- **What to do**:
1) Reproduce everything in the thriller review below from "Pub Date: April" down to "in this thriller.".
2) According to the thriller review below, on which two dates each year does the torch killer strike?

- **Text segment**:
Start of Block

Pub Date: April 27th, 2016
ISBN: 978-0-9863184-4-3
Publisher: Dog Ear Publisher

A homicide detective, believing he’s spotted a serial killer’s M.O., teams up with a private eye pal to put a stop to the murders in this thriller.

The latest case for Lt. Dennis Cane of Georgia’s Peach Grove Police Department is a homicide—or an attempted one. The Jane Doe survives someone setting her on fire, and lies in critical care at a hospital’s burn unit. Dennis isn’t surprised by the assault. He’s been following a torch killer’s pattern: two slayings a year (June 16 and 24), starting with a murder three years ago in 2005. The deaths were in different jurisdictions, so Dennis can’t work an official investigation, despite tying some murders together with black threads and DNA at the scenes. He does find help, however: high school chum and private investigator Merlot Candy, specializing in tracking down missing people, manages to identify the Jane Doe. Hired by her family to find her assailant, Merlot collaborates with Dennis. The two friends uncover evidence further linking a few of the murders, while FBI profiler Sterling Templeton may have a way to locate the anonymous caller who found the burn victim. They have mere days before the presumed next homicide on the 24th—unless the killer decides to change the discernible method. The novel is an unhurried but engrossing mystery. Dennis and Merlot, for example, don’t really start investigating until well past the halfway point, but a multitude of characters, including burn unit staff (the killer may try to finish the attempted murder), give the story depth. Allis (A False Start, 2014) likewise adds historical details for the 2008 setting, from presidential candidate Barack Obama to the upcoming Celtics/Lakers NBA championship battle. Case specifics are sometimes contradictory; Templeton notes the killer has no “particular type of woman,” despite all the victims being young blond females who, according to Merlot’s assistant Glenn Bausch, share “a slight resemblance.” The author’s no-frills writing style gives the plot momentum but occasionally calls unnecessary attention to metaphors—with more than one reference to black-threads evidence and a case “hanging by threads.” The ending, however, is remarkable, offering resolution and a bona fide shock or two.

End of Block

- **Dataset extract**:
Start of Block

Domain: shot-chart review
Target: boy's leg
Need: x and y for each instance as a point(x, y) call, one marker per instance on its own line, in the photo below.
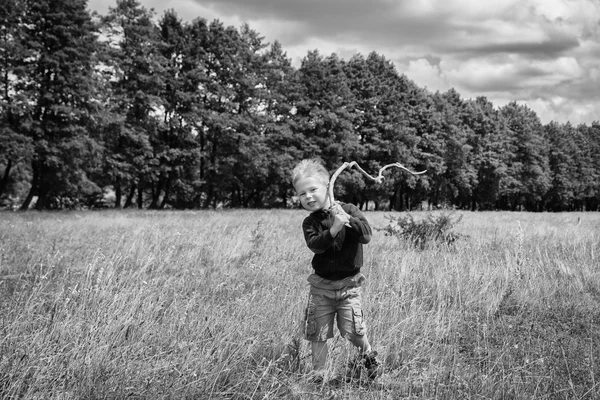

End of Block

- **Solutions by task**:
1)
Pub Date: April 27th, 2016
ISBN: 978-0-9863184-4-3
Publisher: Dog Ear Publisher

A homicide detective, believing he’s spotted a serial killer’s M.O., teams up with a private eye pal to put a stop to the murders in this thriller.

2) June 16 and June 24.